Task statement:
Copy, from the data below, every line that has "window" in it.

Exercise data:
┏━━

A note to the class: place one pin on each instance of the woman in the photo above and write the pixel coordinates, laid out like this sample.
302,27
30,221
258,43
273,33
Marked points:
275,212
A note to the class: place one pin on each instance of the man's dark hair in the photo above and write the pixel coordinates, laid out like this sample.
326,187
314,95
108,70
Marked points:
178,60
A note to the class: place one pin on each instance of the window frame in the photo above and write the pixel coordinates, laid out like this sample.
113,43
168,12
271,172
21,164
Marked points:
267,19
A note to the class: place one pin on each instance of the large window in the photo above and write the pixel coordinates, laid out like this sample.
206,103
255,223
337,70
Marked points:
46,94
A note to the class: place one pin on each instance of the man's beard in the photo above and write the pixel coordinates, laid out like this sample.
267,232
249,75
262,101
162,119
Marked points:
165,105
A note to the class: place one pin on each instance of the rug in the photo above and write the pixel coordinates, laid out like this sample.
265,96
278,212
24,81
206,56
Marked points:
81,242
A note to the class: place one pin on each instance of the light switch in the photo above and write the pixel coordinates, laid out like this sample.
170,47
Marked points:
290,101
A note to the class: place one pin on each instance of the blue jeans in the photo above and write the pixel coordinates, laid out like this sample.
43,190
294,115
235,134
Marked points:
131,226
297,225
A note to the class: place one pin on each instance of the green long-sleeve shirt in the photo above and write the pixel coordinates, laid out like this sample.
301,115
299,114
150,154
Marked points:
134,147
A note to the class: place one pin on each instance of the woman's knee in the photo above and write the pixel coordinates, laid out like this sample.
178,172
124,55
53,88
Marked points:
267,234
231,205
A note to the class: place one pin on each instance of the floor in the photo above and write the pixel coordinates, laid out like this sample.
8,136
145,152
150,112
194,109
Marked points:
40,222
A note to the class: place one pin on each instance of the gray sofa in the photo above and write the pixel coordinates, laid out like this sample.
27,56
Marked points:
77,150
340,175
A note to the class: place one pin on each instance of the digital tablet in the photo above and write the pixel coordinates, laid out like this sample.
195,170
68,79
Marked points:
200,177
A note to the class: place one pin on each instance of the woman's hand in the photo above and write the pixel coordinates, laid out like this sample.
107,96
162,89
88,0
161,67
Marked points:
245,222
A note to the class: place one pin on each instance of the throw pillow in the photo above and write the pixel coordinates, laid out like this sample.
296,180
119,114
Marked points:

┗━━

Answer to this problem:
A note to the class: place one pin on each instance of the window frame in the photo above and write the pixel coordinates, laid out like this sample.
A note to the class: place one pin on each instance of the large window in the photo above and write the pixel coordinates, laid out like this sample.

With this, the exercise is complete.